- **BRIEF**:
Quote, word for word, the stretch of rows from the line containing "Where can the wooden" through the line containing "Target: dirt path".

- **Point-based annotation data**:
######

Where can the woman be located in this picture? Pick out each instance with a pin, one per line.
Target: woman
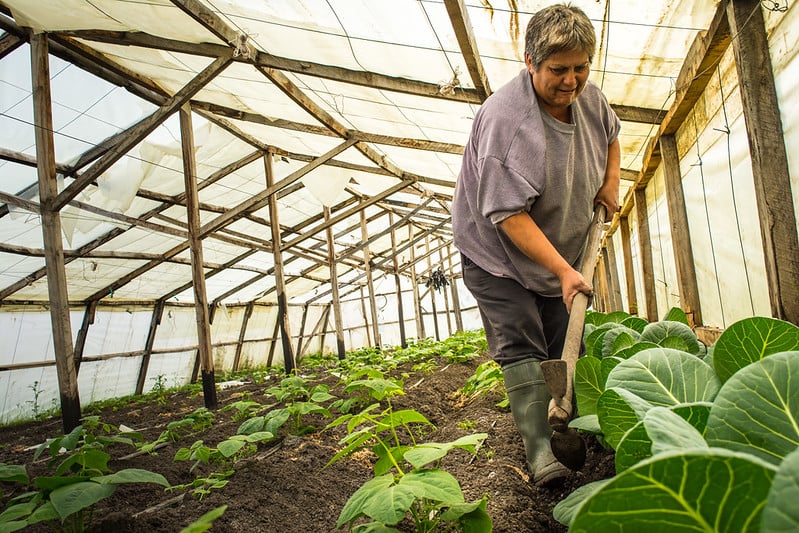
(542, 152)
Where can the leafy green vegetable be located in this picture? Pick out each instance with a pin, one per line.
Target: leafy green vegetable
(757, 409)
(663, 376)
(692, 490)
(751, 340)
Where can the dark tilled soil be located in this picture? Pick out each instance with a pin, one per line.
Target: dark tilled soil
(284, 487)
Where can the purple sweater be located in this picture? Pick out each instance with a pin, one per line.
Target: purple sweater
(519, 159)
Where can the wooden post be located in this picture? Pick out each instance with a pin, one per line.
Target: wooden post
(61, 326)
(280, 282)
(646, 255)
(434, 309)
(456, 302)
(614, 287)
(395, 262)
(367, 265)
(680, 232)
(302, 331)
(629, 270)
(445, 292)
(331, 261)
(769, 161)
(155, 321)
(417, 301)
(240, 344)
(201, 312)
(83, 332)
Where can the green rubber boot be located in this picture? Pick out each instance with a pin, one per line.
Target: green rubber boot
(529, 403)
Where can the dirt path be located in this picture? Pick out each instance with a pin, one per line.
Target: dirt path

######

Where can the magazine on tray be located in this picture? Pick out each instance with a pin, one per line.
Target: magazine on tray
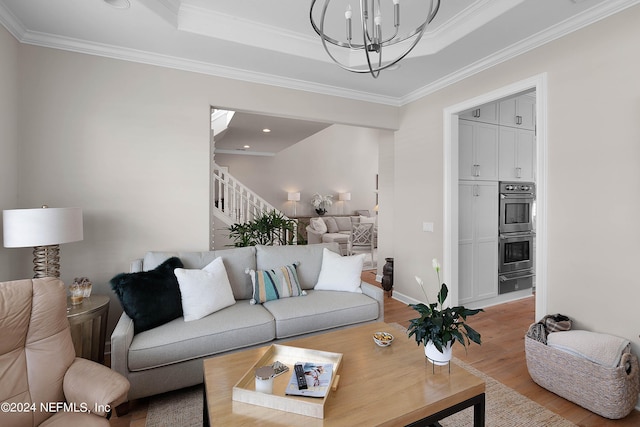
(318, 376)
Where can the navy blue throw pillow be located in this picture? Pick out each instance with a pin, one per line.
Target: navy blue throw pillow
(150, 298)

######

- **TASK SOLUTION**:
Where can the wooden post be located in this picture? Pick out each instance with a pin, one per line.
Target: wooden post
(61, 326)
(280, 282)
(646, 255)
(434, 309)
(456, 302)
(614, 287)
(395, 262)
(367, 265)
(680, 232)
(302, 331)
(629, 270)
(445, 292)
(331, 261)
(769, 161)
(155, 321)
(417, 301)
(240, 344)
(201, 312)
(83, 332)
Where can the green rubber boot be located in this picture? Pick out each instance with a pin, one per line.
Target: green rubber boot
(529, 403)
Where can the dirt path be located in this picture? Pick out each instance with a pin, one per line.
Target: dirt path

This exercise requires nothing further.